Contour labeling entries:
****************

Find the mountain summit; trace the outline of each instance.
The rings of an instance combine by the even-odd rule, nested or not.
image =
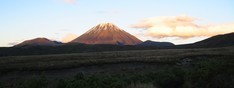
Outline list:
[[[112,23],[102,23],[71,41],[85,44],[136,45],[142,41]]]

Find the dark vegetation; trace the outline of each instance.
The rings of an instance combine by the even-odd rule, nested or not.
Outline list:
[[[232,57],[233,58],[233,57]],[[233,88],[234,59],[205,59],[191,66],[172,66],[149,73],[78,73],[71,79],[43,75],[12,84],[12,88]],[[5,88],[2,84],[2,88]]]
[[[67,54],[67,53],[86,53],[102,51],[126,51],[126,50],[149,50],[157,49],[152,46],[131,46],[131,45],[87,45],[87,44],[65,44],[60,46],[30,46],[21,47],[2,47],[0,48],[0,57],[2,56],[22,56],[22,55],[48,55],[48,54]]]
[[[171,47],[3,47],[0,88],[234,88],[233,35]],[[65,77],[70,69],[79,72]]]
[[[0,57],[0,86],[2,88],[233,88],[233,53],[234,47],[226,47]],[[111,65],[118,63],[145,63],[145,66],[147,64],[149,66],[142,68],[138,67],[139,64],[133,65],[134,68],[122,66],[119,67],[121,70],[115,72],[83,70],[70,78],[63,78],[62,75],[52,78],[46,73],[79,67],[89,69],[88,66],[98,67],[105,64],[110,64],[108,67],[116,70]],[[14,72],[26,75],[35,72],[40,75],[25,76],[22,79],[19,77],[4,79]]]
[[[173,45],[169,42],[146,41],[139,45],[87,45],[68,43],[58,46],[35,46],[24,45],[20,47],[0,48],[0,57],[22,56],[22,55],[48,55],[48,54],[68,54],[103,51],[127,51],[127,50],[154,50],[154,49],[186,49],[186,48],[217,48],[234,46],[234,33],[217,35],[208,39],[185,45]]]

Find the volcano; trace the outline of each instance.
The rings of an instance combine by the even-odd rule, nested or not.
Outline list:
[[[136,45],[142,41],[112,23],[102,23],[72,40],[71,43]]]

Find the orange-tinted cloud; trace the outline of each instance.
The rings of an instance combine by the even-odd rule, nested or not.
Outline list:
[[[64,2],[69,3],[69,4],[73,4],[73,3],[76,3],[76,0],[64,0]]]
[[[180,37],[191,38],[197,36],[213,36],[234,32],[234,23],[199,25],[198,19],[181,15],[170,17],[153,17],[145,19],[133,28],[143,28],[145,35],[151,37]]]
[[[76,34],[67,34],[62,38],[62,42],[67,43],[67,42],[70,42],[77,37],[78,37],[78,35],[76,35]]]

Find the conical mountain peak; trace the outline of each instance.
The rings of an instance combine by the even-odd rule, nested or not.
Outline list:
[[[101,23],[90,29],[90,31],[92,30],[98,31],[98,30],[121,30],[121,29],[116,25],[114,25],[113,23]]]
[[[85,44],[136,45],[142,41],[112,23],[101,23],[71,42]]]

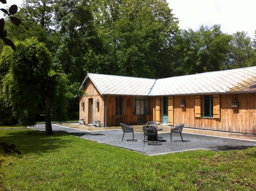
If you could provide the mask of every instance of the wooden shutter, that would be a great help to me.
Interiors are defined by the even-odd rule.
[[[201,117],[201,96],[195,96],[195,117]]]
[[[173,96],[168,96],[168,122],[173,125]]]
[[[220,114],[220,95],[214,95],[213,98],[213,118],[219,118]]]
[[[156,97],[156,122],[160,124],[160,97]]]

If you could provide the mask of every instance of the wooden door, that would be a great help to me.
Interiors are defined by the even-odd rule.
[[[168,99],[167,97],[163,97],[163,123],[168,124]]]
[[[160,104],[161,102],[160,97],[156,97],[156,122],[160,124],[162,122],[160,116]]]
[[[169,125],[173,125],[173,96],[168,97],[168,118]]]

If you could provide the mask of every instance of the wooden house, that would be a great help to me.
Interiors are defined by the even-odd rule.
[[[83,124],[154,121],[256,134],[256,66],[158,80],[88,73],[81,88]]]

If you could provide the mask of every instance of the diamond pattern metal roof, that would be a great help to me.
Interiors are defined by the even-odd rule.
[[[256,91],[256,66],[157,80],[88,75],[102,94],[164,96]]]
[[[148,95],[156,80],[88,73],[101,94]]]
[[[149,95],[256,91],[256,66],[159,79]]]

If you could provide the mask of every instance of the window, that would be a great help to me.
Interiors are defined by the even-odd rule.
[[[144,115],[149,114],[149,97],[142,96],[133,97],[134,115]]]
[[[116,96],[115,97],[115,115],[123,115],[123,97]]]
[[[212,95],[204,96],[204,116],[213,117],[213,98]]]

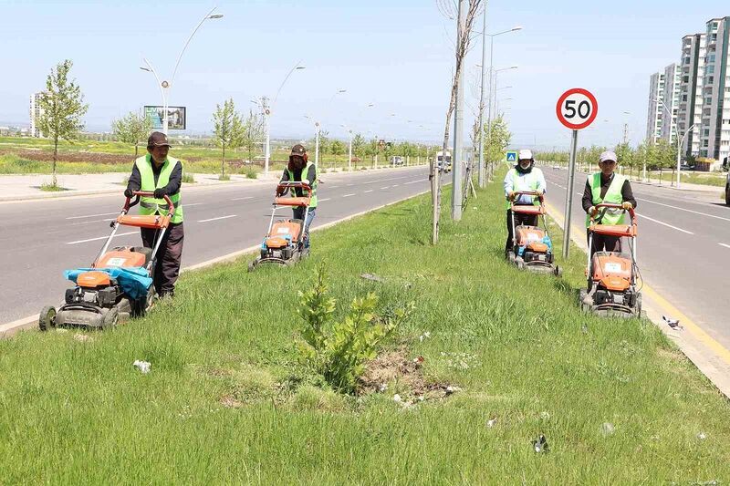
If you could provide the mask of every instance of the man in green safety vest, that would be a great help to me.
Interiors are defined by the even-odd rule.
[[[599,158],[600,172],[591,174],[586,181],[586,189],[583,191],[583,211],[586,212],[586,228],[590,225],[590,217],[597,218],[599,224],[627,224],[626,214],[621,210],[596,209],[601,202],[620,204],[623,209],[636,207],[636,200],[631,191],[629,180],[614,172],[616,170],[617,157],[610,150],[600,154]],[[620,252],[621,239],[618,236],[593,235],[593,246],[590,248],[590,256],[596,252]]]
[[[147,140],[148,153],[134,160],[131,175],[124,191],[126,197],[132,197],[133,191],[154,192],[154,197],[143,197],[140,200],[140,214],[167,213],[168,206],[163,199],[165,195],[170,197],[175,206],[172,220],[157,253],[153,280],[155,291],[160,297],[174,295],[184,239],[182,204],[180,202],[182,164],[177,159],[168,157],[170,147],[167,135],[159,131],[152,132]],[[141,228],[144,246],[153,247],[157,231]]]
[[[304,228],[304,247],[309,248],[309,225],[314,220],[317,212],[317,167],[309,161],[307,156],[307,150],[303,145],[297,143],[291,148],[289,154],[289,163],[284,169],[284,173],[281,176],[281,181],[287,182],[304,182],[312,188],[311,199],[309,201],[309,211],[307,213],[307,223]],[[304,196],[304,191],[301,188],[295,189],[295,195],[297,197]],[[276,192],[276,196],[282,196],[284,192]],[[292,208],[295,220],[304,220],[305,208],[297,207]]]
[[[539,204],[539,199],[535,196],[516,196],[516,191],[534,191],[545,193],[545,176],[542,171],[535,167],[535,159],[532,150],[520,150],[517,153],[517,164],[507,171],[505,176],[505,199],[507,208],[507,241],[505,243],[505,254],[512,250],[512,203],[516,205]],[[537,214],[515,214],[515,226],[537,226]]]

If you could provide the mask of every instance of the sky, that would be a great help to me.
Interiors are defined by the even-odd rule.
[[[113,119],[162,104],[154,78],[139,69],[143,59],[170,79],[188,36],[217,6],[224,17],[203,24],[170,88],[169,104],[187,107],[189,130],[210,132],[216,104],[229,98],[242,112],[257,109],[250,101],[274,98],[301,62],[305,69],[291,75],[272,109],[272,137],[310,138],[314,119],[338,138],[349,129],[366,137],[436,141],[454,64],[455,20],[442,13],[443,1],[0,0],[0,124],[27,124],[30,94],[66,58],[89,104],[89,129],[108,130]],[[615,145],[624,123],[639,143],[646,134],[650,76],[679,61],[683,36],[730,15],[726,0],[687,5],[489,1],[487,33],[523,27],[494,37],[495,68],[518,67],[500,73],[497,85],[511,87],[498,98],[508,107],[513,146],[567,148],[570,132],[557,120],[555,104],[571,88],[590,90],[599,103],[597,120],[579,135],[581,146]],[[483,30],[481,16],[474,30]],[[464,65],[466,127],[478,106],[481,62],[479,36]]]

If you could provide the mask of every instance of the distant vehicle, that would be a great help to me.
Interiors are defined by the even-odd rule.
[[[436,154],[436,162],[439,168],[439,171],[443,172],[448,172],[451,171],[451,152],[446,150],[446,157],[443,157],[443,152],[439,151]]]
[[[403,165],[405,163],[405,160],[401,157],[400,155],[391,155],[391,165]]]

****************

### Exercise
Output the rows as a JSON list of strings, one string per line, from the first line of the rows through the line that contains "[[[112,23],[102,23],[71,41],[85,44],[136,45],[142,41]]]", with both ends included. Omit blank lines and leave the pictures out.

### Complete output
[
  "Find the mountain summit; trace the outline of each instance.",
  "The rings of an instance combine by the even-odd rule, nested or not.",
  "image =",
  "Outline list:",
  "[[[112,23],[102,23],[71,41],[85,44],[136,45],[142,41]]]"
]